**MATERIAL PROVIDED:**
▽

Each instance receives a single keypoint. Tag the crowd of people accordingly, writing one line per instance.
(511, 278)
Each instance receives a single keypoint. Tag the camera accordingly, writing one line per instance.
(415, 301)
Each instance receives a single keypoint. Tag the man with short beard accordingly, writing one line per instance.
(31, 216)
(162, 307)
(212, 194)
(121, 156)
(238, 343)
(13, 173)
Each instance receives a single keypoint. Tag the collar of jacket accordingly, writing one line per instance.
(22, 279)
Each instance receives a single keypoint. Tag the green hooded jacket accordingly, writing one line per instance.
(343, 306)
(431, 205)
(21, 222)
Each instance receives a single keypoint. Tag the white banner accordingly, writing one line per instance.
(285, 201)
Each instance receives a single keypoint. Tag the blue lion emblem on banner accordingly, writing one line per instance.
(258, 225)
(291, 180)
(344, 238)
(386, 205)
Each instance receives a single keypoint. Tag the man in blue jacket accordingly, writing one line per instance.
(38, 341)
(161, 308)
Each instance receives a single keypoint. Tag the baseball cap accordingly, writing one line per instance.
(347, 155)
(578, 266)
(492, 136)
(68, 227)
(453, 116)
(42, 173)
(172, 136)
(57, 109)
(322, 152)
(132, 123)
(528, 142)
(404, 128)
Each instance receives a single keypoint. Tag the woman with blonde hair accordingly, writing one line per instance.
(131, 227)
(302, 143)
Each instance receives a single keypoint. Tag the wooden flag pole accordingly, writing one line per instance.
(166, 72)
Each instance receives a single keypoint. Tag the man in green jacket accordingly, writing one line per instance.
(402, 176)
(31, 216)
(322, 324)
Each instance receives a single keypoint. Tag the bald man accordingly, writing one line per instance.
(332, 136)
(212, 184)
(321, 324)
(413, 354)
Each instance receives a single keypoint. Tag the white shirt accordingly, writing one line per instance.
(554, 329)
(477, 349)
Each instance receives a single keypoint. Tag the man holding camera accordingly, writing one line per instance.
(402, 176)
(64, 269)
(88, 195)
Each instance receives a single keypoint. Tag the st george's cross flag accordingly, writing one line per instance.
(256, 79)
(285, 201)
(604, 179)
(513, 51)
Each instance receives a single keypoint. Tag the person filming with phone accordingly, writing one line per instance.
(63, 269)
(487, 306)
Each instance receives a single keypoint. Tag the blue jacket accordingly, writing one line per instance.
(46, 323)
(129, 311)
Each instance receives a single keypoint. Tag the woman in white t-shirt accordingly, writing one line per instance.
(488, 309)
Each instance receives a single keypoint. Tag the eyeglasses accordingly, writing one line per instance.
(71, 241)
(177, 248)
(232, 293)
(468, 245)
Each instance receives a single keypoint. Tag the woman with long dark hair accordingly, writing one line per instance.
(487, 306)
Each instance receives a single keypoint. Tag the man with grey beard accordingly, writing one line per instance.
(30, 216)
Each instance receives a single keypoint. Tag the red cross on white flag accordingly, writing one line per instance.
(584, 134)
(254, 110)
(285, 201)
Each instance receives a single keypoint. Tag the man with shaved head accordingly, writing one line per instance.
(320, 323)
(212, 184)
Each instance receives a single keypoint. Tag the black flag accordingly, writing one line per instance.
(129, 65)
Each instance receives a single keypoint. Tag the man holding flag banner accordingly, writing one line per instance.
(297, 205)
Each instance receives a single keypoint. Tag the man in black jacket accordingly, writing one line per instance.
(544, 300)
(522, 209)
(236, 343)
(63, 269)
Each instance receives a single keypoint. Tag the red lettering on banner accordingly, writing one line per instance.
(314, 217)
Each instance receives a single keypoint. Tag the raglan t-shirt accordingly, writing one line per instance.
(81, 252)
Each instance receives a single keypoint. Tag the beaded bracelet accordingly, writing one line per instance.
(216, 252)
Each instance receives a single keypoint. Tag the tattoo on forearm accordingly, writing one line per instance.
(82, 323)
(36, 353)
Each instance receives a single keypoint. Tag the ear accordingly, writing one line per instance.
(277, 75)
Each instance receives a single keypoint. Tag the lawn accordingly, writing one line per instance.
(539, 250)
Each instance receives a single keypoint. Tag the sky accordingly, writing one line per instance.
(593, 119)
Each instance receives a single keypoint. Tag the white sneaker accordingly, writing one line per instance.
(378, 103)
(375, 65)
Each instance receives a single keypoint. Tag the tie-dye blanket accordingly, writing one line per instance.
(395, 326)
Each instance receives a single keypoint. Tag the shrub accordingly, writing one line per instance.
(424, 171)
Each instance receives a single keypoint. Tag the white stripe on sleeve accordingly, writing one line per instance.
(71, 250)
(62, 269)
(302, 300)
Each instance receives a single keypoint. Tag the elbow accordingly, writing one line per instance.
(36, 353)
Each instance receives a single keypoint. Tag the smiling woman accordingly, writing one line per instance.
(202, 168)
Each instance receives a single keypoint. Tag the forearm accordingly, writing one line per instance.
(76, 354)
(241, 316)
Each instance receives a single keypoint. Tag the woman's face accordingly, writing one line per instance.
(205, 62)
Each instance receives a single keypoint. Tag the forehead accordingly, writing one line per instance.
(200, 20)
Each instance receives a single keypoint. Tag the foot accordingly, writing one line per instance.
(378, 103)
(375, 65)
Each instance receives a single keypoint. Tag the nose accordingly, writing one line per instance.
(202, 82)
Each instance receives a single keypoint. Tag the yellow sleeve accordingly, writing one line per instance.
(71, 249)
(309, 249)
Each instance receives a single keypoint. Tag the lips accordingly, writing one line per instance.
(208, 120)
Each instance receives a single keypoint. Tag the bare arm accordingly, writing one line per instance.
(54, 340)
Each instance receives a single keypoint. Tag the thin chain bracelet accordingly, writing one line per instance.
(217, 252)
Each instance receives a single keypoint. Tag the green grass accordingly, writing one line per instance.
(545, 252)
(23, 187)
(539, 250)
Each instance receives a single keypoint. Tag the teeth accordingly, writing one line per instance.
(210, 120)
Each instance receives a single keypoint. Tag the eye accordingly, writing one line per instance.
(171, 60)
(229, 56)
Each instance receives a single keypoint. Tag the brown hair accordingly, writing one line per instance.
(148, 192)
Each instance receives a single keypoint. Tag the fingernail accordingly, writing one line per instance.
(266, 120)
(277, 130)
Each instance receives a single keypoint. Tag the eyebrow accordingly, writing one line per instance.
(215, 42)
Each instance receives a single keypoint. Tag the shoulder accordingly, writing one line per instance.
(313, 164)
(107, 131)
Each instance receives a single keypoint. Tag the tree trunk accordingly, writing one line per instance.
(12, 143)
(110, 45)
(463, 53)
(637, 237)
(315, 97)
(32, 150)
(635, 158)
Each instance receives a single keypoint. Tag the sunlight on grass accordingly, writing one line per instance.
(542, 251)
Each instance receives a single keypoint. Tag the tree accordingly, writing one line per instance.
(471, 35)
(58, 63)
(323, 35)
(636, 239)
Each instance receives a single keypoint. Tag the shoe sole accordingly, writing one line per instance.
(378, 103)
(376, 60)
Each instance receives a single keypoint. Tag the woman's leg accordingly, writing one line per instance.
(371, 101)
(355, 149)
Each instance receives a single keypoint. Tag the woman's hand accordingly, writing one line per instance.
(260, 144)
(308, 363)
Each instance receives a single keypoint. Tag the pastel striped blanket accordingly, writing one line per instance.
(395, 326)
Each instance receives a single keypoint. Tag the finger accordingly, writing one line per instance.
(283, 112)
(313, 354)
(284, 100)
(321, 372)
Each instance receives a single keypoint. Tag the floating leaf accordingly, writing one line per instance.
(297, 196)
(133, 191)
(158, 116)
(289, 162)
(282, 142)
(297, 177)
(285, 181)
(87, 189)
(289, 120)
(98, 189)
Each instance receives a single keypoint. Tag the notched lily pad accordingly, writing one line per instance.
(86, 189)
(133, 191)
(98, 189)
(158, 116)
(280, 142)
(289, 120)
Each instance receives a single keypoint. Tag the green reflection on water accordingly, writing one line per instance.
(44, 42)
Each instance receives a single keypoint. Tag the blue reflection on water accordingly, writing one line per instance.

△

**EXERCISE INSTRUCTIONS:** Everything from the line with "Each instance receives a single keypoint. Tag the shoe" to the end of the listing, and only that, is to be set down exactly, line by line.

**YOUR RESPONSE:**
Each instance receives a single keypoint. Tag the shoe sole accordingly, writing one line per instance.
(378, 103)
(376, 60)
Each instance receives a single keypoint. Tag the woman's leg accordingly, writing one line per instance.
(371, 101)
(355, 149)
Each instance receives a single keypoint. Tag the woman's hand accordingly, writing one line per instance.
(260, 144)
(308, 363)
Each instance receives a single keypoint. Tag the pastel striped blanket accordingly, writing one line per instance.
(395, 326)
Each instance receives a single keypoint. Tag the finger accordingly, writing one line per instance.
(283, 112)
(313, 354)
(284, 100)
(321, 372)
Each instance receives a single keypoint. Tag the floating leaf accordingly, writing one line per instance.
(297, 196)
(133, 191)
(158, 116)
(289, 162)
(282, 142)
(297, 177)
(285, 181)
(87, 189)
(289, 120)
(98, 189)
Each instance receives a single keypoint. Tag the notched lily pad accordingly, writing one line per instance.
(86, 189)
(133, 191)
(98, 189)
(158, 116)
(280, 142)
(289, 120)
Each instance receives a single keypoint. Tag the green reflection on water accordingly, writing one line per instance.
(44, 42)
Each instance receives a single keypoint. Tag the blue reflection on water accordingly, writing one line per instance.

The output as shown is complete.